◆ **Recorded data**
+---+

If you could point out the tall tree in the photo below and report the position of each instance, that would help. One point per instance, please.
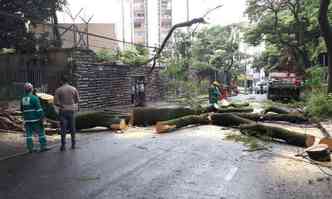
(327, 34)
(17, 14)
(284, 24)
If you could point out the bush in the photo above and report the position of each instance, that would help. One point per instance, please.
(134, 56)
(107, 56)
(315, 78)
(319, 105)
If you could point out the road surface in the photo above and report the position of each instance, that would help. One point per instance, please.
(193, 163)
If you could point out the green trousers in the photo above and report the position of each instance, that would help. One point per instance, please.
(37, 127)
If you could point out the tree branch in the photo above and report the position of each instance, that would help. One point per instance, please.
(179, 25)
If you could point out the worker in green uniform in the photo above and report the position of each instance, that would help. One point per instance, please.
(33, 115)
(214, 93)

+---+

◆ **Task directions**
An exact reproduction of the data is needed, with no pictures included.

◆ **Result below**
If you could point out the tall tree in the photo below and report the position of each instance, that would help. One point per instance, please.
(327, 34)
(17, 14)
(284, 24)
If you could point out the bush in the photo above and report the position of each instance, that would help. One point per instance, please.
(134, 56)
(107, 56)
(315, 78)
(319, 105)
If you could point out the road surface in the photo above and report the position of each instance, that would help. One point per instance, please.
(193, 163)
If you could point out the green trousers in the photo above and report the position of each instance, that would help. One point per instance, please.
(37, 127)
If you could point out the tree branch in the photo above and report the position of each instance, that would help. One point per instance, please.
(179, 25)
If you could point out the worker in green uniform in the photo above and report the position of each instance, that would help. One point per instance, please.
(33, 115)
(214, 93)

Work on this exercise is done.